Document passage Block Start
Conclusion? While prices were often generous, in many cases they were supported by the specific features of individual cars. There was a sea of humanity at RM, B-J, and Bonhams. Old cars sold well, running counter to the oft-repeated claim that new generations won’t appreciate cars older than they are. Even Fifties iron sold well, like B-J’s gorgeous ’57 Chevy Bel Air convertible that brought a curve-bending $143,000 all-in.
Of course there were irrationally expensive cars—probably bought by someone sitting out in the arena who hadn’t taken a close enough look. B-J’s Kaiser-Darrin was such, with a tacky, dirty recent repaint, good upholstery and a grubby engine compartment. It sold for an astounding $110,000 all-in. Mercedes-Benz 190SLs sold for grand numbers: One at RM and the other at B-J sold for $340,500 and $352,000 respectively. That is a pair of records set on consecutive days.
Yet viewed up close, Scottsdale was not a dramatic reset of the market. It was the market responding to supply and demand augmented by large amounts of liquidity, and a recognition that life does not go on indefinitely. There was a realization that the time to enjoy a classic car is now, not after you’re dead of a pandemic (or even endemic) virus.
Document passage Block End
Work instructions →
1. Return the Scottsdale auction report word for word, starting with "Yet viewed up" and going on through "even endemic) virus.".
2. Can you carry the Scottsdale auction report further, picking up after its final sentence?
The listing has nothing to do with the Scottsdale auction report.
Information supplied Block Start
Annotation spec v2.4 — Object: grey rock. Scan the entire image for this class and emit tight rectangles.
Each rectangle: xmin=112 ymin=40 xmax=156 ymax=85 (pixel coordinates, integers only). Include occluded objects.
Information supplied Block End
Answers by item number →
1.
Yet viewed up close, Scottsdale was not a dramatic reset of the market. It was the market responding to supply and demand augmented by large amounts of liquidity, and a recognition that life does not go on indefinitely. There was a realization that the time to enjoy a classic car is now, not after you’re dead of a pandemic (or even endemic) virus.

2.
As is the norm,,,Those that have, have more now than they ever have had before,,,
In addition to the well outlined points in the article, the new car shortage and the prices of used daily drivers has further contributed to the collector car market. Paying up for a collector car seems more normal when the new and used car market it where it has been for nearly 2 years. Collector cars are easier to get than some new cars – image waiting 1 1/2 years for a new Corvette and it being worth 20% more when you do get it.
Scott, I was pondering that very question as I read the article. How, if at all, are the values of classic cars being affected/influenced by the current shortage of new cars and an insanely strong used car market? After all, these classics aren’t generally being driven as dailies and one could easily think that the two markets should have nothing to do with one another, but your point about “paying up” for a classic because the same goes for the used market is a good one. It would be great to see a more in depth study of the subject.
Or it could just be dumb people overpaying because they saw Johnny do it. They, like many people in the past, will lose their shirts when the market crashes (which it has done over and over in past).
A fool and his money are soon parted.
Silly comment flattop. You could say the same thing about the stock market , the real estate market , the art market , etc . All these go up and down but ALL go up higher and higher year after year eventually. And you can’t drive or show your stocks , and that is a great dividend from collector cars !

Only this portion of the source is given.